▶ [What you have to do] Print the full listing exactly.

▶ [Extracted data]
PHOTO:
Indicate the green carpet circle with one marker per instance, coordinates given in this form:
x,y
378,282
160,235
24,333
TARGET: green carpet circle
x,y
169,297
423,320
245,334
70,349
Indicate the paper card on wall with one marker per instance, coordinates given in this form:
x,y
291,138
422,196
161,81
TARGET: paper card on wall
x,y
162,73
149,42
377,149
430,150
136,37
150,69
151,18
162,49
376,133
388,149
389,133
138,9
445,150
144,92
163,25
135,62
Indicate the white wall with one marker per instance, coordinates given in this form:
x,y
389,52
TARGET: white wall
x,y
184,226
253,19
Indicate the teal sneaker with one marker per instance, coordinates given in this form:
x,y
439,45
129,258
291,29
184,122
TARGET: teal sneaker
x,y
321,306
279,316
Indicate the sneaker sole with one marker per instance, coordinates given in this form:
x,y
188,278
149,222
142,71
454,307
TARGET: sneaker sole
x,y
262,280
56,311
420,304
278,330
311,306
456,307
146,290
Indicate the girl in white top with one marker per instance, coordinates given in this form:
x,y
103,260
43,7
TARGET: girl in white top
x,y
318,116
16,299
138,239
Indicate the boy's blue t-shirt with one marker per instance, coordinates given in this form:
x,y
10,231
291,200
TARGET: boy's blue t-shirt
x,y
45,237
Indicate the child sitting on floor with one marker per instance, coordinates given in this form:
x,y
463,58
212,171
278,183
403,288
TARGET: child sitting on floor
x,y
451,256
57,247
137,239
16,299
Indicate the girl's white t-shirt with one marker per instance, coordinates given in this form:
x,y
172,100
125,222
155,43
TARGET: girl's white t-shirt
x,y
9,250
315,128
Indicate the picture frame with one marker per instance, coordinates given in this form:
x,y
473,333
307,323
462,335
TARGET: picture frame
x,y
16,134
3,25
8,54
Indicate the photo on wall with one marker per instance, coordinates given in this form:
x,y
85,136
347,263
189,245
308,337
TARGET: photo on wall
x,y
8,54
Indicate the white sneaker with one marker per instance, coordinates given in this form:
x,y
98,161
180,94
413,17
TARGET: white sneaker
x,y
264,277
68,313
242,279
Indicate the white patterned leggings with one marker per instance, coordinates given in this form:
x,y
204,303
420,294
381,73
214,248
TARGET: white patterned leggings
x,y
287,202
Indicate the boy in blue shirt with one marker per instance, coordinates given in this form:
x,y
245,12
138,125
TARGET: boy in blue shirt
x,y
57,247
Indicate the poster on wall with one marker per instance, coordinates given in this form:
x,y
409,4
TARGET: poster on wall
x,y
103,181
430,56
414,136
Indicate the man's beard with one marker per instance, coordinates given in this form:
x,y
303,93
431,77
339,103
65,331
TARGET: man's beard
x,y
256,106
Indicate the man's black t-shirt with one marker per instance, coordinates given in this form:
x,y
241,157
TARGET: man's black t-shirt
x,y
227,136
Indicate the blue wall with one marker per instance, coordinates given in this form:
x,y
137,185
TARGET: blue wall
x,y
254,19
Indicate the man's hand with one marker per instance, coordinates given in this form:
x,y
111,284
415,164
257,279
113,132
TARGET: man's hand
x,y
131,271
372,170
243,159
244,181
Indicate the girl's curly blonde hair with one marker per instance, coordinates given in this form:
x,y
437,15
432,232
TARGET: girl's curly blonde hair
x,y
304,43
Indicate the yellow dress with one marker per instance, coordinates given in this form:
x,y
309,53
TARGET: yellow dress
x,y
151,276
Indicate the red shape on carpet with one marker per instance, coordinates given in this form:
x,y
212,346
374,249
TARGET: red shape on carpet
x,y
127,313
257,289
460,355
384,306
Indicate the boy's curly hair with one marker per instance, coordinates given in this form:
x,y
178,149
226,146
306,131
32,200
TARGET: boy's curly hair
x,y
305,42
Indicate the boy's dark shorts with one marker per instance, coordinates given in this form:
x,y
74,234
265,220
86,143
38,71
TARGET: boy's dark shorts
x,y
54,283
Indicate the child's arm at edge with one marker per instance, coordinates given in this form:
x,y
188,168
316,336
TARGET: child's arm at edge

▶ [Task output]
PHOTO:
Indicate the green carpet circle with one marker per instance, coordinates given in this form:
x,y
378,282
160,235
24,333
TARGET: green carpet circle
x,y
169,297
423,320
245,334
70,349
Indicate the paper card on wall with one marker per instance, coordinates given in this form:
x,y
291,138
422,196
161,81
TARGET: paper card on wall
x,y
162,73
149,42
377,149
430,150
136,37
150,69
151,18
162,49
376,133
388,149
389,133
138,9
445,150
144,92
163,25
135,62
Indicate the white wall with one marker per instance, coordinates given in this form:
x,y
389,52
TARGET: white wall
x,y
184,226
253,19
Indicate the teal sneaker with one marker per instance, coordinates given in this form:
x,y
439,45
129,258
291,29
184,122
TARGET: teal sneaker
x,y
321,306
279,316
Indicate the sneaker sole with one marker per instance, coordinates given in this form:
x,y
188,278
149,222
142,71
454,307
TARGET: sneaker sole
x,y
262,280
56,311
420,304
278,330
311,306
456,307
146,290
Indicate the girl in white top with one marker per instance, coordinates given in this form:
x,y
103,260
43,7
TARGET: girl in white top
x,y
318,116
16,299
138,239
Indicate the boy's blue t-shirt with one marker per instance, coordinates given in this form:
x,y
10,231
291,200
TARGET: boy's blue t-shirt
x,y
45,237
Indicate the child sitting on floor with one marker per instance, coordinates given in this form:
x,y
463,58
212,171
278,183
403,288
TARGET: child sitting on floor
x,y
451,256
57,247
137,239
16,299
Indicate the girl's white t-shirt with one marker per instance, coordinates given in this form:
x,y
172,100
125,222
155,43
TARGET: girl's white t-shirt
x,y
9,250
315,128
Indicate the picture frame with one marker per instance, coordinates given in this form:
x,y
473,333
307,323
462,335
TARGET: picture frame
x,y
16,134
3,25
8,54
Indicate the photo on wall with one marker per instance, coordinates given in this form:
x,y
85,136
347,263
189,245
308,337
TARGET: photo on wall
x,y
8,54
Indicate the white sneaker with one marker per instance, coordinates given in this form:
x,y
98,161
180,94
413,17
TARGET: white sneaker
x,y
264,277
68,313
242,279
Indicate the white patterned leggings with one marker per instance, coordinates given in this form:
x,y
204,303
420,294
381,73
214,248
TARGET: white patterned leggings
x,y
287,202
Indicate the boy in blue shirt with one marker per instance, coordinates given in this form:
x,y
245,12
138,125
TARGET: boy in blue shirt
x,y
57,247
Indicate the poster on wall with one marker per instance, coordinates given in this form:
x,y
409,4
TARGET: poster on wall
x,y
103,181
430,56
414,136
Indicate the man's beard with one marker per instance, coordinates given in this form:
x,y
303,93
431,77
339,103
65,331
TARGET: man's beard
x,y
256,106
Indicate the man's black t-shirt with one marker per instance, coordinates given in this form:
x,y
241,157
TARGET: man's black t-shirt
x,y
227,136
Indicate the blue wall with one marker per instance, coordinates given in this form:
x,y
137,185
TARGET: blue wall
x,y
254,19
Indicate the man's hand with one marker per instance, coordinates given in this form:
x,y
111,284
415,164
257,279
113,132
TARGET: man's hand
x,y
131,271
372,170
243,159
244,181
Indicate the girl's curly blonde hair with one marker per instance, coordinates given in this form:
x,y
437,15
432,232
TARGET: girl's curly blonde hair
x,y
304,43
Indicate the yellow dress with one marker per instance, coordinates given in this form:
x,y
309,53
TARGET: yellow dress
x,y
151,276
Indicate the red shape on carpet with one marker per instance, coordinates given in this form:
x,y
212,346
374,249
TARGET: red shape on carpet
x,y
127,313
257,289
460,355
384,306
Indicate the boy's curly hair with one marker per instance, coordinates given in this form:
x,y
178,149
226,146
306,131
32,200
TARGET: boy's curly hair
x,y
305,42
Indicate the boy's dark shorts with one marker per instance, coordinates given in this form:
x,y
74,234
265,220
86,143
38,71
TARGET: boy's dark shorts
x,y
54,283
Indicate the child's arm at edge with one marker per instance, coordinates given in this form:
x,y
188,168
316,336
TARGET: child's arm at edge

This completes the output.